The problem: Write back each entry precisely as it is given.

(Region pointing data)

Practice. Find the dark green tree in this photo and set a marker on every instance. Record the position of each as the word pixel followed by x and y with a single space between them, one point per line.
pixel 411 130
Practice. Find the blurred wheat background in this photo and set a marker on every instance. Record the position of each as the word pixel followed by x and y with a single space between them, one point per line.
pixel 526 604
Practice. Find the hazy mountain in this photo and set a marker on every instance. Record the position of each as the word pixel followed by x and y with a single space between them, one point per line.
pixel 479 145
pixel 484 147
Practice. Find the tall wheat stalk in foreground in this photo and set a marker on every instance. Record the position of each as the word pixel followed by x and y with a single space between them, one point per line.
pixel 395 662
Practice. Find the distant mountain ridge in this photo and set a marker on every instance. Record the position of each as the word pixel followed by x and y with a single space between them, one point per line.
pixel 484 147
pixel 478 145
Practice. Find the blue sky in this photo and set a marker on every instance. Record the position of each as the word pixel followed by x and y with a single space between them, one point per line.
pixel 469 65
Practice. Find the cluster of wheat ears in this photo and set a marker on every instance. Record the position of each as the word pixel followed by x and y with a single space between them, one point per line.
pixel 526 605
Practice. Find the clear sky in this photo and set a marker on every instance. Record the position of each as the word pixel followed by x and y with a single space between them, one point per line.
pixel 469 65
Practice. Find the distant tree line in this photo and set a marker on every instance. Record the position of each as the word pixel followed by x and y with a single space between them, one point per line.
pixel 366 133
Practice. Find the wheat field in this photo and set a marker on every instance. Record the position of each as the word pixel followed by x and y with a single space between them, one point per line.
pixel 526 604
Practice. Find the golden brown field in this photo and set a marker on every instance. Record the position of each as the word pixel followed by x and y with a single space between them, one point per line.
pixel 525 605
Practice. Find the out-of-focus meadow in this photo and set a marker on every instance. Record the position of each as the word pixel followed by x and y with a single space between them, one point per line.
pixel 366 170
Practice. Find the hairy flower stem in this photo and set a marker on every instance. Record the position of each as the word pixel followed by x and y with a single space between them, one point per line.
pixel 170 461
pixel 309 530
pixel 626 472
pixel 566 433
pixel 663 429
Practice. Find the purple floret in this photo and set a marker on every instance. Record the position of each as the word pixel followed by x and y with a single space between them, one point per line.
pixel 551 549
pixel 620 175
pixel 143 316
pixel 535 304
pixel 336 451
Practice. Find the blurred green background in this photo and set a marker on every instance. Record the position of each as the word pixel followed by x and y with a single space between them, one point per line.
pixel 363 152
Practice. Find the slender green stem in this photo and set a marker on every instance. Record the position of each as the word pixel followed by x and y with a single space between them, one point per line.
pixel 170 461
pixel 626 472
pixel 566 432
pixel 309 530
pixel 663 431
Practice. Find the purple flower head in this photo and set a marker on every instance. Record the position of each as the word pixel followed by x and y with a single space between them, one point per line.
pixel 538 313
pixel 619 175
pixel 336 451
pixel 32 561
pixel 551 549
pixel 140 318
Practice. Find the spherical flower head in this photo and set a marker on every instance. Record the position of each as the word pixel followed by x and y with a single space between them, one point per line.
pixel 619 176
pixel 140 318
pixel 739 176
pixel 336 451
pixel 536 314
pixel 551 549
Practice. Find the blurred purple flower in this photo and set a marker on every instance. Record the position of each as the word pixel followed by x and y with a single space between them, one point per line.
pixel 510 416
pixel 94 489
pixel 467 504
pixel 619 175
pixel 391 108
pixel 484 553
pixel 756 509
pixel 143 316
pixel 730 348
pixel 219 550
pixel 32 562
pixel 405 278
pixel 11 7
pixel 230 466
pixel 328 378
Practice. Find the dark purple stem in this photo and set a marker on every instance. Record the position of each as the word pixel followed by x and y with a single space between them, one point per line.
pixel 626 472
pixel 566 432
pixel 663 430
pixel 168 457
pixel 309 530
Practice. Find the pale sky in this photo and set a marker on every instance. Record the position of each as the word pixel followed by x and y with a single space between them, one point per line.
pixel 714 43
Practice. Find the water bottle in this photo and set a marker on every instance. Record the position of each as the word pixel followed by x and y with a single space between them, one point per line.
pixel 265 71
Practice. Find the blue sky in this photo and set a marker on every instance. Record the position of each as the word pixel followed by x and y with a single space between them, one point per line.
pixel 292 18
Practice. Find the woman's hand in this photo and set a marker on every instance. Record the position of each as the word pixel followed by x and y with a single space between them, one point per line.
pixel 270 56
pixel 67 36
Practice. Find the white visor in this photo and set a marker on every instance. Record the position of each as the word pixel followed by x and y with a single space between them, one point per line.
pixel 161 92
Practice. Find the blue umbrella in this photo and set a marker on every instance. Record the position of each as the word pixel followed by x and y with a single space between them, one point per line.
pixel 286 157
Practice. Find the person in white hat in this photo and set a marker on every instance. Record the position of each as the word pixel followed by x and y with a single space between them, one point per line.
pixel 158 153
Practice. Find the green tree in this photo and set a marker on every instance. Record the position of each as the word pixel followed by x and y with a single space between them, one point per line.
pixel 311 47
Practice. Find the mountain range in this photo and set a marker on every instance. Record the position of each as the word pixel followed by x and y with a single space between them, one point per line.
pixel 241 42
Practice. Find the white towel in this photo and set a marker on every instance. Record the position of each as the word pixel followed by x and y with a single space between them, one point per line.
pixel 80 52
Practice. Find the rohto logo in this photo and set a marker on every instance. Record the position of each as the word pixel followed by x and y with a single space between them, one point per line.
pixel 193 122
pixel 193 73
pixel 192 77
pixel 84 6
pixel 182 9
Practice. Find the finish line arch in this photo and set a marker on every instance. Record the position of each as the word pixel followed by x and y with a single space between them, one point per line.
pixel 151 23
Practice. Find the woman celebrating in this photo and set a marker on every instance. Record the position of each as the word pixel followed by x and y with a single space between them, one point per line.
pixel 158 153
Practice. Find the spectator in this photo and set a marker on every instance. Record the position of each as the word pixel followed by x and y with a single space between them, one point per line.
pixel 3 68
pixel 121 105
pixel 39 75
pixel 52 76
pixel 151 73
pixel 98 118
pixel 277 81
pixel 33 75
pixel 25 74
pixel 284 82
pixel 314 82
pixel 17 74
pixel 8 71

Exercise solution:
Practice. Find the dark green tree in this photo and set a marker on every instance. Record the position of each as the word pixel followed by x and y with a single space between them, one point per line.
pixel 411 130
Practice. Find the blurred wheat background in this photo and set a marker on every instance. Record the position of each as the word pixel followed by x and y with a single space between them, one point per line.
pixel 526 604
Practice. Find the hazy mountain in this photo and set a marker on every instance. Record the position of each as the word pixel followed by x and y with a single space between them, one point per line.
pixel 479 145
pixel 484 147
Practice. Find the tall wheat stalk in foreground in this photo and set a marker on every instance. Record the position of each as the word pixel followed by x and y with a single space between them, one point per line.
pixel 395 662
Practice. Find the distant mountain ridge in this photo and set a marker on every instance. Record the position of each as the word pixel followed by x and y with a single space between them, one point per line.
pixel 484 147
pixel 478 145
Practice. Find the blue sky in this photo and set a marker on every instance. Record the position of each as the word pixel followed by x and y with a single space between them, one point per line.
pixel 469 65
Practice. Find the cluster of wheat ears in this photo and set a marker on every instance. Record the position of each as the word pixel followed by x and y with a single space between them, one point per line.
pixel 526 605
Practice. Find the clear sky in this photo and set a marker on every instance. Record the position of each as the word pixel followed by x and y with a single space between them, one point per line.
pixel 469 65
Practice. Find the distant tree line in this photo and set a marker on every instance. Record the position of each as the word pixel followed by x and y with a single space between them, one point per line.
pixel 366 133
Practice. Find the wheat field in this photo and set a marker on every instance. Record the position of each as the word pixel followed by x and y with a single space between them, one point per line.
pixel 526 604
Practice. Find the golden brown field in this photo and set a marker on every instance. Record the position of each as the word pixel followed by x and y with a single space between them, one point per line.
pixel 525 605
Practice. Find the out-of-focus meadow in this photo and set a marker on every instance. Record the position of each as the word pixel followed by x and y with a single space between them, one point per line.
pixel 366 170
Practice. Find the hairy flower stem in this photo and set a marker on every instance. Record the position of each as the word pixel followed by x and y with a single space between them, one point per line.
pixel 170 461
pixel 309 530
pixel 626 472
pixel 566 433
pixel 663 429
Practice. Find the purple floret in this photo and set a marker on every instance. Record the position of each as the word pixel followed by x and y with a single space between them, one point per line.
pixel 551 549
pixel 620 175
pixel 143 316
pixel 535 304
pixel 336 451
Practice. Find the blurred green background in this photo and set a marker on every instance. Record the position of each as the word pixel followed by x and y with a single space between them, one point per line.
pixel 363 152
Practice. Find the slender green stem in this photo and set a marker on every instance. Record the position of each as the word pixel followed by x and y with a single space between them, one point per line.
pixel 170 461
pixel 626 472
pixel 566 432
pixel 309 530
pixel 663 431
Practice. Find the purple flower head in this photo and set a marker on every instance. Record the position of each as the word pixel followed by x and y with a single space between them, one point per line.
pixel 538 313
pixel 619 175
pixel 336 451
pixel 32 561
pixel 551 549
pixel 140 318
Practice. Find the spherical flower head in this photo and set a marker on every instance. Record the position of each as the word pixel followed by x and y with a single space between them, one point per line.
pixel 619 176
pixel 140 318
pixel 739 176
pixel 336 451
pixel 536 314
pixel 551 549
Practice. Find the blurred purple flower in this photo and set a marker on every instance. Record the position of each as the word pixel followed by x and y with a single space between them, one point per line.
pixel 510 416
pixel 94 489
pixel 467 504
pixel 619 175
pixel 391 108
pixel 484 553
pixel 756 509
pixel 143 316
pixel 730 348
pixel 219 550
pixel 32 562
pixel 405 278
pixel 11 7
pixel 230 466
pixel 328 378
Practice. Find the dark purple stem in this photo and set a marker on every instance. Record the position of each as the word pixel followed by x and y with a single space between them, one point per line.
pixel 626 472
pixel 566 432
pixel 663 430
pixel 168 457
pixel 309 530
Practice. Find the pale sky in this photo and set a marker on every instance. Record the position of each as the word pixel followed by x and y with a single space between them, one point per line.
pixel 714 43
Practice. Find the water bottle in this photo and set a marker on every instance. Record the position of each as the word pixel followed by x and y with a single space between them, one point per line.
pixel 265 71
Practice. Find the blue sky in this photo and set a marker on every instance. Record the position of each as the word pixel followed by x and y with a single space between them, one point per line.
pixel 292 18
Practice. Find the woman's hand in this photo and set a marker on every instance. Record the position of each as the word pixel followed by x and y with a single space between them, one point per line.
pixel 270 56
pixel 67 36
Practice. Find the white visor in this photo and set a marker on every instance. Record the position of each as the word pixel followed by x and y with a single space between them, one point per line.
pixel 161 92
Practice. Find the blue umbrella in this photo and set a marker on every instance. Record the position of each as the word pixel followed by x and y with a single space between them, one point per line.
pixel 286 157
Practice. Find the person in white hat in this photo and set a marker on every instance. Record the position of each as the word pixel followed by x and y with a single space between them, one point per line.
pixel 158 153
Practice. Find the green tree in this photo and set a marker on every instance. Record the position of each as the word pixel followed by x and y with a single space between them, one point per line.
pixel 311 47
Practice. Find the mountain range in this photo and set a marker on every instance. Record the position of each as the word pixel followed by x and y with a single space between them, one point per line.
pixel 241 42
Practice. Find the white towel in this photo and set a marker on every instance. Record the position of each as the word pixel followed by x and y with a single space between them, one point per line.
pixel 80 52
Practice. Find the rohto logo in this photo and set a marker on every instance. Record the position of each as the word pixel followed by x and y with a single space between them, one point per line.
pixel 193 122
pixel 193 73
pixel 192 77
pixel 84 6
pixel 182 9
Practice. Find the finish line arch in this photo and set a marker on every instance. Record the position of each as the word pixel followed by x and y with a single space between them, one point per line.
pixel 151 23
Practice. Find the woman celebrating in this photo and set a marker on every instance. Record the position of each as the word pixel followed by x and y with a single space between them, one point per line.
pixel 158 153
Practice. Find the spectator in this photo and set a marker on every instance. Record the position of each as the word pixel followed by x and y with a single space between them, one point per line.
pixel 3 68
pixel 121 105
pixel 39 75
pixel 52 76
pixel 151 73
pixel 98 118
pixel 277 81
pixel 33 75
pixel 25 74
pixel 284 82
pixel 314 82
pixel 17 74
pixel 8 71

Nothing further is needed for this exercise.